Find all the lines in the entries below that hold the word "white" and copy them.

(Dataset excerpts)

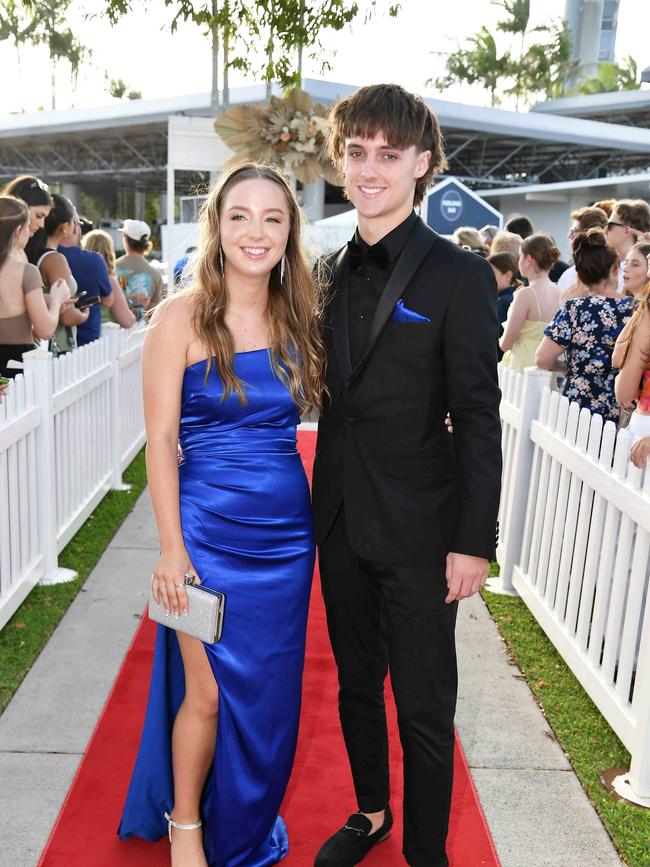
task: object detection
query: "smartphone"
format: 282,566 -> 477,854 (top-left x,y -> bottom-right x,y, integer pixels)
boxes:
71,291 -> 87,303
77,295 -> 101,310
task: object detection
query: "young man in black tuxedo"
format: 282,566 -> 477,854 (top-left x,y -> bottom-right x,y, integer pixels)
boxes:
312,84 -> 502,867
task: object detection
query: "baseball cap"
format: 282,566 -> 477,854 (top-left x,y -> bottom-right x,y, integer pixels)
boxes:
78,216 -> 94,235
122,219 -> 151,242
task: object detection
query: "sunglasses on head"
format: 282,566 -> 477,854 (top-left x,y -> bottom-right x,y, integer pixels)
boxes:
27,178 -> 49,192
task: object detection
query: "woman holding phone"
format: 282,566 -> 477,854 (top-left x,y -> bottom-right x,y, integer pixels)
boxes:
33,194 -> 89,355
0,196 -> 70,378
119,164 -> 325,867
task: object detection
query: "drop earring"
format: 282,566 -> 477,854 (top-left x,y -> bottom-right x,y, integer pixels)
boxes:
219,248 -> 224,275
280,256 -> 286,284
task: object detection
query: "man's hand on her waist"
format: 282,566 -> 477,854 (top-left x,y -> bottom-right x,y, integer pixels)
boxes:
445,552 -> 489,603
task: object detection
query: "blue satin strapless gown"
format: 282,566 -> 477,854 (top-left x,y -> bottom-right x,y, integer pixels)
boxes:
118,350 -> 314,866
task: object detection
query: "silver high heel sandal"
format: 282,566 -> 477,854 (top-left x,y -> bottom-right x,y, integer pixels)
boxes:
164,811 -> 203,842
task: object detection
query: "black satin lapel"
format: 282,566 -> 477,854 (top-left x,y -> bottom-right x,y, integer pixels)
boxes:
350,219 -> 437,382
331,248 -> 352,382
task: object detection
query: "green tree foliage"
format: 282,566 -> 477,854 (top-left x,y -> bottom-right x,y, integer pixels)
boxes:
0,0 -> 90,109
435,26 -> 509,107
494,0 -> 532,107
105,75 -> 143,101
102,1 -> 399,114
433,0 -> 641,108
508,20 -> 577,103
0,0 -> 40,47
575,56 -> 640,95
495,0 -> 529,83
494,0 -> 530,36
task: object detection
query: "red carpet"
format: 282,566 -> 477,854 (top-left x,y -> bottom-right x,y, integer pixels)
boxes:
39,431 -> 499,867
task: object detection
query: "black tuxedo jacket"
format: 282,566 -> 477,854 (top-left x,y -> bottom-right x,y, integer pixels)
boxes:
312,216 -> 502,566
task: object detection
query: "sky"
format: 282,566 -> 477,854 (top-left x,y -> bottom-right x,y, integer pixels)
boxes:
0,0 -> 648,117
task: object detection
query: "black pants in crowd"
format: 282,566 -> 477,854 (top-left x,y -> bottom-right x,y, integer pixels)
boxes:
0,343 -> 35,379
318,507 -> 459,867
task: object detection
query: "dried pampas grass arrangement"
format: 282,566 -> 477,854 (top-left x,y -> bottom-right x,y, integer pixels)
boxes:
214,88 -> 343,187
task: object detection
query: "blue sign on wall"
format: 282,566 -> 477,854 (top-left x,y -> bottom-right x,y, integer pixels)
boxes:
423,178 -> 502,235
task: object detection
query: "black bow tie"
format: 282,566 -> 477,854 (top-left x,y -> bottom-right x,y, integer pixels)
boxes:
347,239 -> 389,271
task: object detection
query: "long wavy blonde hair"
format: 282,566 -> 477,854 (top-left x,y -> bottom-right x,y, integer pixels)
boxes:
82,229 -> 117,275
182,163 -> 326,414
617,247 -> 650,369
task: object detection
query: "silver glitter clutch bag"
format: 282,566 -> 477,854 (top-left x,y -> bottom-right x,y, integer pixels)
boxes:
148,579 -> 225,644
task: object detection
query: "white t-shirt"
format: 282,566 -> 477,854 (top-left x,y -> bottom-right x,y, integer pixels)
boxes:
557,263 -> 624,294
558,265 -> 576,291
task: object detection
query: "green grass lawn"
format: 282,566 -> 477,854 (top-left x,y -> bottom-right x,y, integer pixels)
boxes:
483,565 -> 650,867
2,464 -> 648,865
0,449 -> 147,715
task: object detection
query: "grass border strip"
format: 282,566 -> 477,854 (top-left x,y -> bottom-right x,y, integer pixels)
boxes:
482,575 -> 650,867
0,449 -> 147,716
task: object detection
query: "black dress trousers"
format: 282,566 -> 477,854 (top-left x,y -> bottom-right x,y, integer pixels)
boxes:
319,507 -> 459,867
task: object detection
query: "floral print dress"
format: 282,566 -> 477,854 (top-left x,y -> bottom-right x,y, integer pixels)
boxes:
544,294 -> 634,423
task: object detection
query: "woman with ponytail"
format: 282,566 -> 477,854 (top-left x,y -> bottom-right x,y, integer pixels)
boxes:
536,228 -> 634,423
36,194 -> 89,355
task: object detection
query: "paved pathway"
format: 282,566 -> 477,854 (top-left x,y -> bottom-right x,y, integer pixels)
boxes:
0,490 -> 623,867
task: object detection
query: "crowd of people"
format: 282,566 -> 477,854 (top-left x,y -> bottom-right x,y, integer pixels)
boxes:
452,198 -> 650,466
0,174 -> 162,389
1,173 -> 649,466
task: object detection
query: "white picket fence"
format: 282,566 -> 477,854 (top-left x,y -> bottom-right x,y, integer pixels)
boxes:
496,363 -> 650,804
496,365 -> 552,592
0,324 -> 146,630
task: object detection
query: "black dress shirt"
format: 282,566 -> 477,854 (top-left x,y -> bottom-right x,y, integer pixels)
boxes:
348,211 -> 418,368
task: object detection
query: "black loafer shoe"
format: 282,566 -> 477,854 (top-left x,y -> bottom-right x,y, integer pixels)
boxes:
314,805 -> 393,867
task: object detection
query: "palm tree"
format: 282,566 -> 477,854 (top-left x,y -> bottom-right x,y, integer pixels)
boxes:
435,27 -> 511,107
494,0 -> 530,109
576,56 -> 640,95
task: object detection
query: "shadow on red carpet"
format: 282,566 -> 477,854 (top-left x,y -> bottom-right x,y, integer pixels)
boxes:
38,431 -> 499,867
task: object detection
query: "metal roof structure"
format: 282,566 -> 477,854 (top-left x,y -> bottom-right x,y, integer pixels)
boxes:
427,94 -> 650,187
478,169 -> 650,199
0,88 -> 258,195
2,78 -> 650,193
532,88 -> 650,128
0,80 -> 355,195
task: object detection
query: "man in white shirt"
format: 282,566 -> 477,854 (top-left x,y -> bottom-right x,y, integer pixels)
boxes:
558,205 -> 608,294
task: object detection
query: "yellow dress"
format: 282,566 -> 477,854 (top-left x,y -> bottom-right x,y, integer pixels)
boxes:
501,319 -> 548,373
501,285 -> 550,374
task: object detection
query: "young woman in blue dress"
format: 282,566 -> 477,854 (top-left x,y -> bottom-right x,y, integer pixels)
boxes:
119,163 -> 325,867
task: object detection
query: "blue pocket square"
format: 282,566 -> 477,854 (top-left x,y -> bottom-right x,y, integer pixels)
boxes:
390,299 -> 431,323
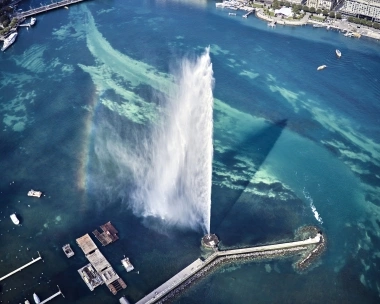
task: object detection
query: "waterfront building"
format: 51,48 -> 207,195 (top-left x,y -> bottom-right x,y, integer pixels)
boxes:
306,0 -> 336,10
287,0 -> 305,5
339,0 -> 380,21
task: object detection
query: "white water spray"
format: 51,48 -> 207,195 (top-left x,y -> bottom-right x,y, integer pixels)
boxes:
128,48 -> 214,234
303,188 -> 323,224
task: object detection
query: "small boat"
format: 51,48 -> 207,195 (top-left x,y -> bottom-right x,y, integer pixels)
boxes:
64,6 -> 69,9
228,12 -> 236,16
33,293 -> 41,304
317,65 -> 327,71
62,244 -> 74,258
25,300 -> 31,304
268,21 -> 276,27
28,189 -> 42,197
10,213 -> 20,225
1,32 -> 18,52
336,49 -> 341,58
30,17 -> 36,26
121,256 -> 134,272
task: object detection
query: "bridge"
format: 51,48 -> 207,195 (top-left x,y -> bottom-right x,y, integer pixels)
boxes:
15,0 -> 89,19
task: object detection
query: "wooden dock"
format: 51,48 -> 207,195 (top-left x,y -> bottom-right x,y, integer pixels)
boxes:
76,232 -> 126,295
15,0 -> 89,19
92,221 -> 119,246
0,252 -> 42,282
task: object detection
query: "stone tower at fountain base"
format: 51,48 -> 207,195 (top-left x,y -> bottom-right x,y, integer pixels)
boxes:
201,234 -> 220,249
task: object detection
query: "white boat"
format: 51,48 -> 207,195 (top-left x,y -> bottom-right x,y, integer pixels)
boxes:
336,49 -> 341,58
28,189 -> 42,197
10,213 -> 20,225
228,12 -> 236,16
25,300 -> 31,304
1,32 -> 18,52
33,293 -> 41,304
30,17 -> 36,26
121,256 -> 134,272
62,244 -> 75,258
317,65 -> 327,71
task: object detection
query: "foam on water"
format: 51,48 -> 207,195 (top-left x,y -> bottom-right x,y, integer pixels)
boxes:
303,188 -> 323,224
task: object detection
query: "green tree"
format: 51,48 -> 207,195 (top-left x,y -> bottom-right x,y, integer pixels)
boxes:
322,9 -> 329,16
329,11 -> 335,18
273,0 -> 280,9
373,22 -> 380,29
285,2 -> 291,7
316,8 -> 322,14
348,16 -> 354,22
303,5 -> 309,12
366,20 -> 373,27
309,7 -> 316,13
336,12 -> 342,19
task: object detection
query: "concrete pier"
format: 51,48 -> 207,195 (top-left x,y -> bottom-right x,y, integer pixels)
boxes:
0,252 -> 42,282
136,234 -> 322,304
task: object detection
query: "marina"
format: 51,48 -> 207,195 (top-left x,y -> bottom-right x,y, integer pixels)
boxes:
0,252 -> 42,282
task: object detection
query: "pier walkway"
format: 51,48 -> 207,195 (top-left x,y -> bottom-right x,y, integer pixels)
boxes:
0,252 -> 42,282
136,234 -> 321,304
15,0 -> 89,19
39,285 -> 65,304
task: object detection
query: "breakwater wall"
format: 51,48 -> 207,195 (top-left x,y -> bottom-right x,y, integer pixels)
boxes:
137,231 -> 325,304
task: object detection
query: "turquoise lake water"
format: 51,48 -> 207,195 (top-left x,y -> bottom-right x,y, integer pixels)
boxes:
1,0 -> 380,303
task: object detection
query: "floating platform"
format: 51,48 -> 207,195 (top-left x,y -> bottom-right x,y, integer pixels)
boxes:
62,244 -> 74,258
121,257 -> 134,272
28,189 -> 42,197
77,263 -> 104,291
108,278 -> 127,295
92,221 -> 119,246
76,233 -> 97,255
76,232 -> 126,295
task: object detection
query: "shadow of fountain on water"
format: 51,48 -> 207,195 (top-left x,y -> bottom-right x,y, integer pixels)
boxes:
211,119 -> 288,244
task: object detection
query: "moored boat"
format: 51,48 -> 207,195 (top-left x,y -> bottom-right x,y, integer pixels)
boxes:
317,65 -> 327,71
1,32 -> 18,52
30,17 -> 36,26
10,213 -> 20,225
28,189 -> 42,197
33,293 -> 40,304
121,256 -> 134,272
336,49 -> 341,58
62,244 -> 75,258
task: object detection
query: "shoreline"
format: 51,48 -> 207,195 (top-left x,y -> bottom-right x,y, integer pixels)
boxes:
217,2 -> 380,41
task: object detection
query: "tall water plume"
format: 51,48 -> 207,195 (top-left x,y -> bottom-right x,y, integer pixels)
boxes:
92,48 -> 214,234
130,47 -> 214,234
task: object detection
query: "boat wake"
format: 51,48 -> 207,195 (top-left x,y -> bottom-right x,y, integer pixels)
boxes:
303,188 -> 323,224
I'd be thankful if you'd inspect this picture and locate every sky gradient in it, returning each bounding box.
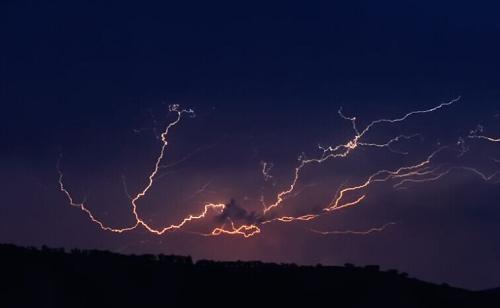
[1,1,500,290]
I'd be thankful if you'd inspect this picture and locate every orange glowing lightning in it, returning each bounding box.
[59,105,227,235]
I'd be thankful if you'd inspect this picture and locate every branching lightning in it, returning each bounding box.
[261,97,462,214]
[58,97,500,239]
[59,105,227,235]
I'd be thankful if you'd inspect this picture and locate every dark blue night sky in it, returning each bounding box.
[1,1,500,289]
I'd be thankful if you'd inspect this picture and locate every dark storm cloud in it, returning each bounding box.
[216,199,262,225]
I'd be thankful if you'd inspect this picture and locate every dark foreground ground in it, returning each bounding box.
[1,244,499,307]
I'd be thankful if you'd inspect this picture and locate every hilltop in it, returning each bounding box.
[1,244,498,307]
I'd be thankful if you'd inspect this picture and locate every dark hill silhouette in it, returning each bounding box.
[1,244,498,307]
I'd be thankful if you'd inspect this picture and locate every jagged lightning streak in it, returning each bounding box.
[310,222,397,235]
[481,136,500,142]
[58,163,138,233]
[159,142,218,169]
[469,125,500,142]
[187,181,216,199]
[393,166,500,189]
[359,133,422,155]
[205,221,261,238]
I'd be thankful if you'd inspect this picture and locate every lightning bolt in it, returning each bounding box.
[469,124,500,142]
[470,135,500,143]
[310,222,397,235]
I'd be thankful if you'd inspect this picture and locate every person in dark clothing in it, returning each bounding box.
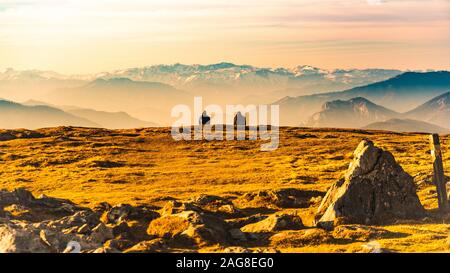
[234,111,246,127]
[199,111,211,126]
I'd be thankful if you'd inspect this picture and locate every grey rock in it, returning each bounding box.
[316,140,425,229]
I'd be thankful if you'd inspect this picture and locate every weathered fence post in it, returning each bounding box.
[429,134,448,212]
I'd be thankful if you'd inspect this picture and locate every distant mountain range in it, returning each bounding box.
[45,78,190,113]
[66,108,158,129]
[0,64,449,130]
[304,91,450,133]
[405,91,450,129]
[277,71,450,125]
[0,100,98,129]
[0,64,403,101]
[305,97,399,128]
[4,100,158,129]
[96,63,403,96]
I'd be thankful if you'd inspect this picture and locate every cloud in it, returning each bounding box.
[1,0,449,72]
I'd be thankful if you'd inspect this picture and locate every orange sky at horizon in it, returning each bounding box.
[1,0,449,74]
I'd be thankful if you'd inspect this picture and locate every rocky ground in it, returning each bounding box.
[0,127,449,253]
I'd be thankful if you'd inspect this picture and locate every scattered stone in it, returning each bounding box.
[124,238,168,253]
[0,222,49,253]
[234,188,322,209]
[91,246,121,253]
[0,130,44,141]
[0,219,101,253]
[92,202,112,214]
[192,195,229,207]
[147,211,229,247]
[102,204,133,224]
[3,204,31,219]
[0,188,35,208]
[0,188,83,222]
[47,210,101,230]
[181,224,224,247]
[316,140,425,229]
[253,247,280,253]
[38,228,90,252]
[103,203,159,225]
[190,195,240,217]
[104,238,134,251]
[110,220,132,237]
[222,247,251,253]
[241,213,304,233]
[160,200,200,216]
[226,214,267,229]
[220,246,280,253]
[88,223,114,243]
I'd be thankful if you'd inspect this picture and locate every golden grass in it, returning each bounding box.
[0,127,449,252]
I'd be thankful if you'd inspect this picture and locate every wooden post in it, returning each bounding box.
[429,134,448,212]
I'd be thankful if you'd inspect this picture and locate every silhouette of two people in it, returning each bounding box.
[198,111,246,127]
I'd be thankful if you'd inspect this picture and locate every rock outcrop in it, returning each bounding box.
[234,188,322,209]
[316,140,425,229]
[147,209,229,247]
[0,188,160,253]
[241,213,304,233]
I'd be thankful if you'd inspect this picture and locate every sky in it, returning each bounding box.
[0,0,449,74]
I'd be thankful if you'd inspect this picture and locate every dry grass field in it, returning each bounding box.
[0,127,449,253]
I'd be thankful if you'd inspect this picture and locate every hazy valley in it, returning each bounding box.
[0,64,450,133]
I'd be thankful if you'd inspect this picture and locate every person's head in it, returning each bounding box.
[202,110,207,116]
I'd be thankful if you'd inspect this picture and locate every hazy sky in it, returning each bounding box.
[1,0,449,73]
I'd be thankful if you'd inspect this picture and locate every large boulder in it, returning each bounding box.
[316,140,425,229]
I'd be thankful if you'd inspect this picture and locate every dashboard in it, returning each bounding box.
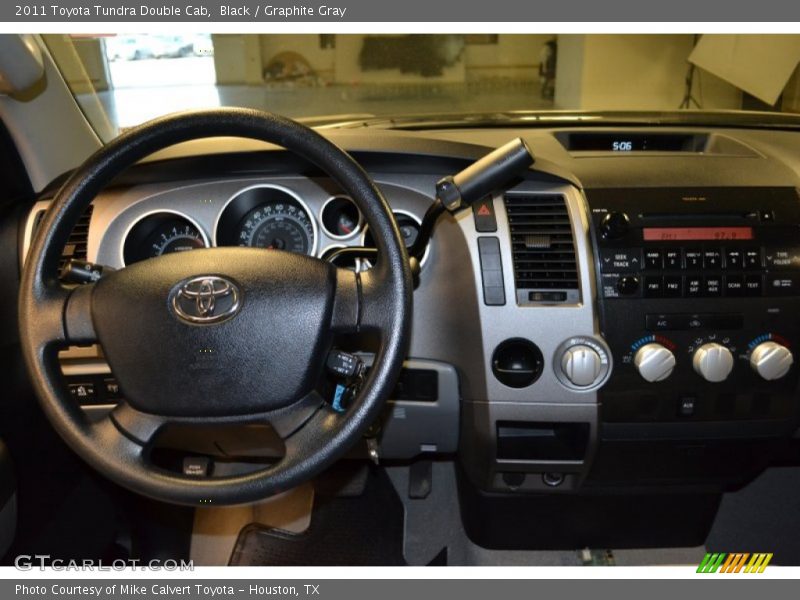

(End Dataset excerpts)

**Task result:**
query: "white t-shirt"
query: "white picket fence"
query: "man in white shirt"
query: "white water spray"
query: "white boat"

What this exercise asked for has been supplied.